» **Given passage**
──────────────────────────────

In this demo, we use PyAirbyte to ingest cryptocurrency data from CoinAPI.io into Snowflake.
Prerequisites
- CoinAPI API key.
- A Snowflake account with a database configured to work with PyAirbyte. Find specific details around config in our documentation.
Install PyAirbyte
# Add virtual environment support for running in Google Colab
!apt-get install -qq python3.10-venv
# Install PyAirbyte
%pip install --quiet airbyte
Define a Snowflake Cache
Define a PyAirbyte Cache for Snowflake.
from airbyte.caches import SnowflakeCache
from google.colab import userdata
# Define a Snowflake Cache and pass the necessary configuration
sf_cache = SnowflakeCache(
account=userdata.get("SNOWFLAKE_ACCOUNT"),
username=userdata.get("SNOWFLAKE_USERNAME"),
password=userdata.get("SNOWFLAKE_PASSWORD"),
warehouse="AIRBYTE_DEVELOP_WAREHOUSE",
database="AIRBYTE_DEVELOP",
role="AIRBYTE_DEVELOPER",
schema_name="PYAIRBYTE_DEMO"
)
Load the Source Data using PyAirbyte
In this section, we establish a connection to CoinAPI.io to access cryptocurrency data via PyAirbyte. The connector is configured with necessary parameters like the API key, environment setting, symbol ID for the specific cryptocurrency index (in this case, COINBASE_SPOT_INDEX_USD), and the data period we are interested in. Check the docs for more details.
We select all available streams for the source, which you can consult using the get_available_streams()
method, or the docs. Then, we proceed to read from the source into Snowflake.
import airbyte as ab
# Configure and read from the source
read_result = ab.get_source(
"source-coin-api",
config={
"api_key": userdata.get("API_KEY"),
"environment": "production",
"symbol_id": "COINBASE_SPOT_INDEX_USD",
"period": "1DAY",
"start_date": "2023-01-01T00:00:00"
},
streams=["ohlcv_historical_data", "trades_historical_data", "quotes_historical_data"],
).read(cache=sf_cache)
Read data from Snowflake
Read from the already-written Snowflake table into a pandas Dataframe. After the data is in the cache, you can read it without re-configuring or re-creating the source object.
# Read from the cache into a pandas Dataframe:
ohlcv_df = read_result["ohlcv_historical_data"].to_pandas()
Run data transformations
- Convert
time_period_start
to datetime for easy handling of dates. - Convert numeric columns to numeric types for calculations.
- Calculate
daily_movement
to analyze daily price changes in the market.
import pandas as pd
# Convert 'time_period_start' to datetime format and necessary columns to numeric
ohlcv_df['time_period_start'] = pd.to_datetime(ohlcv_df['time_period_start'])
numeric_columns = ['price_open', 'price_high', 'price_low', 'price_close', 'volume_traded', 'trades_count']
ohlcv_df[numeric_columns] = ohlcv_df[numeric_columns].apply(pd.to_numeric, errors='coerce')
# Calculate daily price movement
ohlcv_df['daily_movement'] = ohlcv_df['price_close'] - ohlcv_df['price_open']
Write Dataframe to Snowflake
Get a SQL engine from the Snowflake cache
engine = sf_cache.get_sql_engine()
Now, we can write our transformed Dataframe back to Snowflake in a new table called daily_movement
.
from snowflake.connector.pandas_tools import pd_writer
ohlcv_df.to_sql('daily_movement', engine, index=False, method=pd_writer, if_exists='replace')

──────────────────────────────

» **Excerpted data**

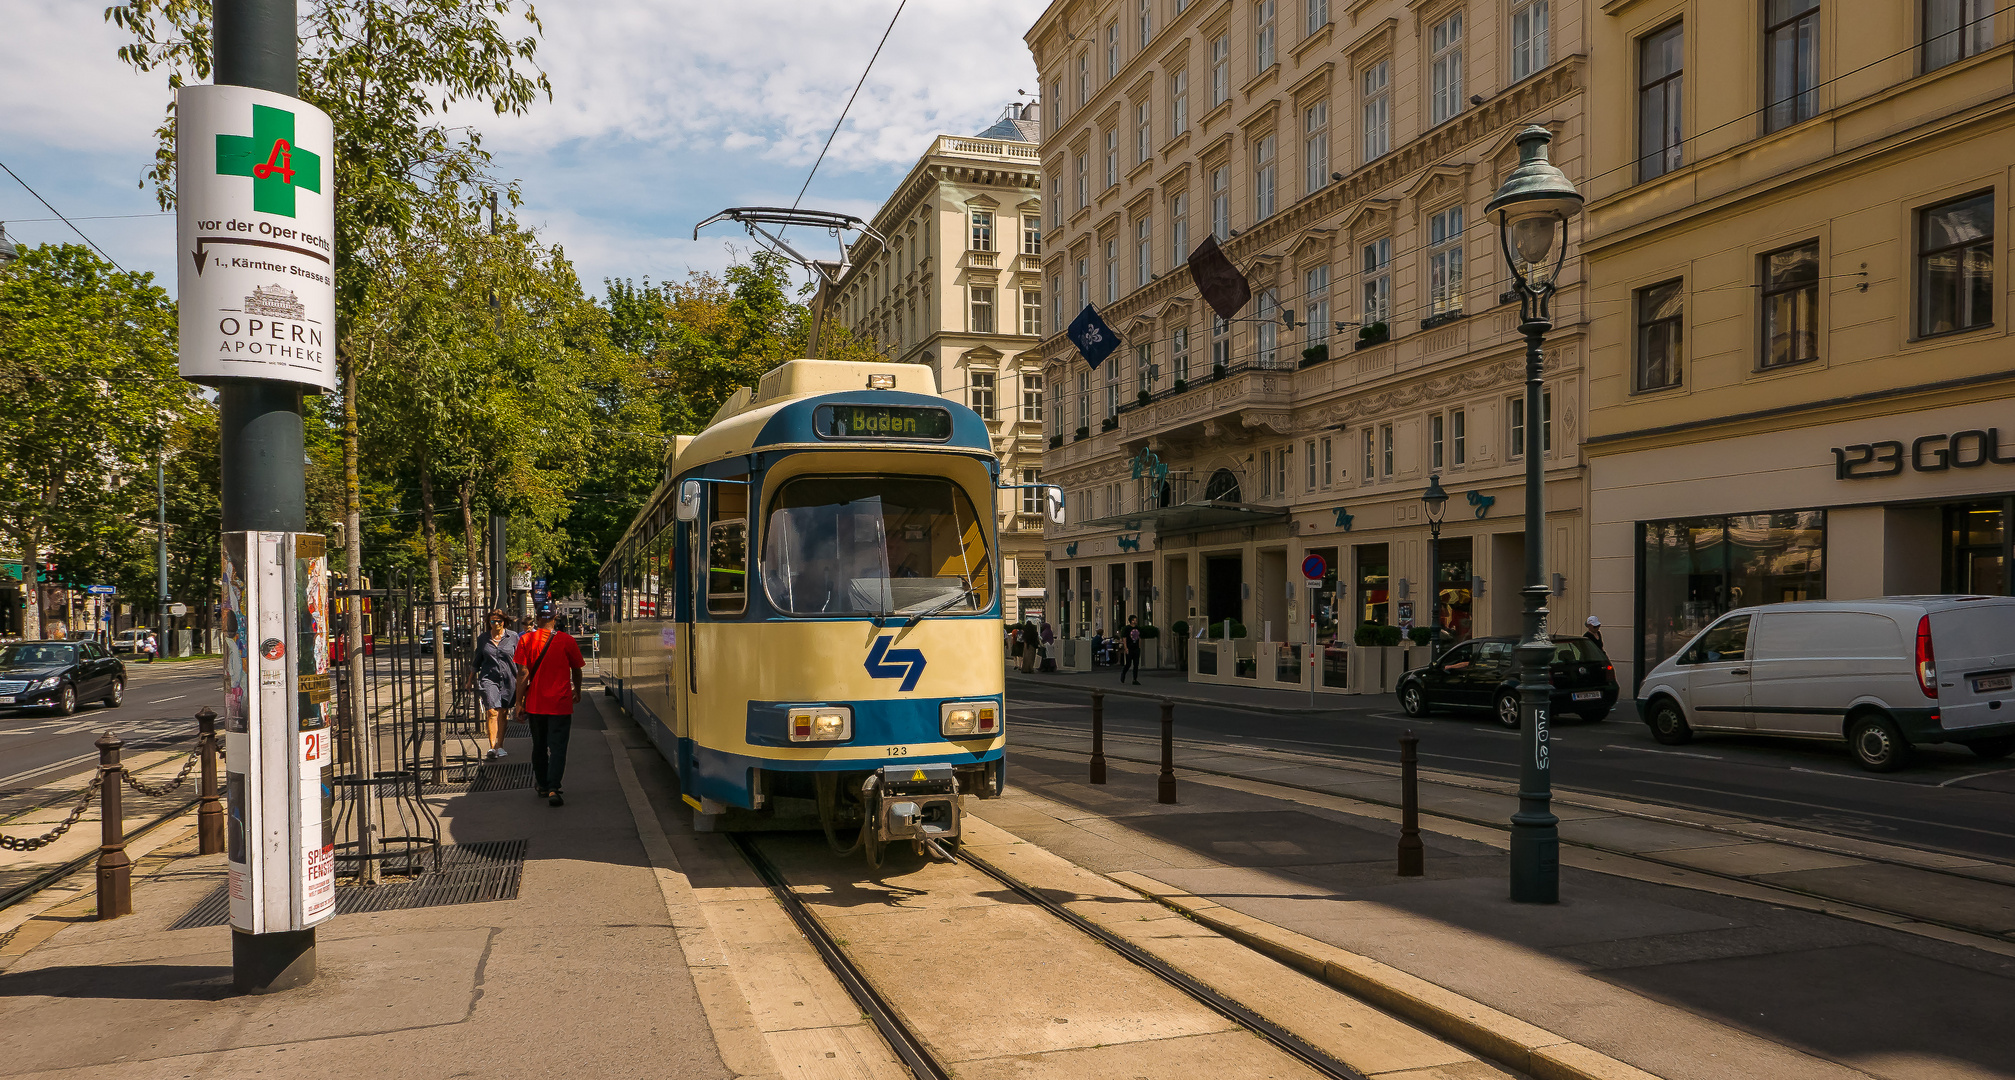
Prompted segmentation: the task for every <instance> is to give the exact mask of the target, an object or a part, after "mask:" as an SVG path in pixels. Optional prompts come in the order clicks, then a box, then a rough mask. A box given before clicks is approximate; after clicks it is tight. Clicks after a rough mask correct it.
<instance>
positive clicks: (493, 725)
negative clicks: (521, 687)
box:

──────────────────────────────

» **Exercise set**
• 1. Translate this sentence from the PyAirbyte tutorial into Spanish: "In this demo, we use PyAirbyte to ingest cryptocurrency data from CoinAPI.io into Snowflake."
• 2. Please rewrite all of the records with "box" changed to "bounding box", keeping everything else the same and omitting the pictures.
The PyAirbyte tutorial and the records have no connection to each other.

» **Answers for the exercise**
• 1. En esta demostración, usamos PyAirbyte para ingerir datos de criptomonedas de CoinAPI.io en Snowflake.

• 2.
Prompted segmentation: the task for every <instance> is to give the exact mask of the target, an object or a part, after "mask:" as an SVG path in pixels. Optional prompts come in the order clicks, then a bounding box, then a rough mask. A bounding box given before clicks is approximate; after clicks it is tight. Clicks after a rough mask correct it.
<instance>
positive clicks: (493, 725)
negative clicks: (521, 687)
bounding box:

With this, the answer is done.